Problem description
Collect and copy every line in the entries below that contains the string "pointer". Case counts.

--- START Material ---

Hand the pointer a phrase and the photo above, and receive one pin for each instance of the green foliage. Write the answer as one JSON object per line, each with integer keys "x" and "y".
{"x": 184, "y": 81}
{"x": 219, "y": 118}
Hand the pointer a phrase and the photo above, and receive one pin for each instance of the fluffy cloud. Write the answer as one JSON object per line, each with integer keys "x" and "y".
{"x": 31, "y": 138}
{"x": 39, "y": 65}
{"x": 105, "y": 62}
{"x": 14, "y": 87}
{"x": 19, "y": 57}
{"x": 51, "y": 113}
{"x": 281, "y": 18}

--- END Material ---
--- START Material ---

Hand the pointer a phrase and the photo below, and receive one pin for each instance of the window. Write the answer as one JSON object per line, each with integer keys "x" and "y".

--- END Material ---
--- START Material ---

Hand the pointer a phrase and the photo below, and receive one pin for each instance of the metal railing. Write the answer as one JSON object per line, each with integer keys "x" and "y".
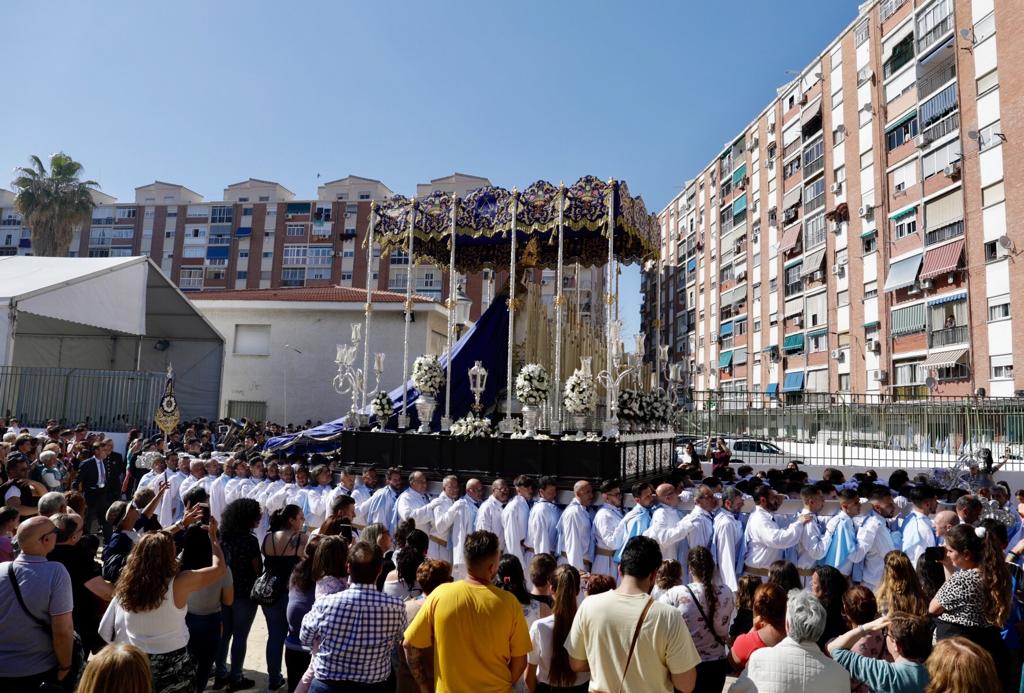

--- END Material ---

Exercise output
Hand the pointer a phrase and the photo above, and receive one pin for each instance of the green foliage. Write the answer as one JSON object per line, each with integer keys "x" and "y".
Hand the pointer a phrase and the photo above, and receive one pin for each instance of the fluffy cloud. Write the answer as one JSON object per line, each with integer keys "x" and "y".
Hand the pointer a phrase and the photo below, and receive one pin for each instance of the window. Write the answer as one JSON object per line, each with integer keys "x" and "y".
Hand the pointer a phrase and the photo below, and receive one pin for each instance of the metal railing. Write the answer as one JSON object per line, each with integer keys "x" and "y".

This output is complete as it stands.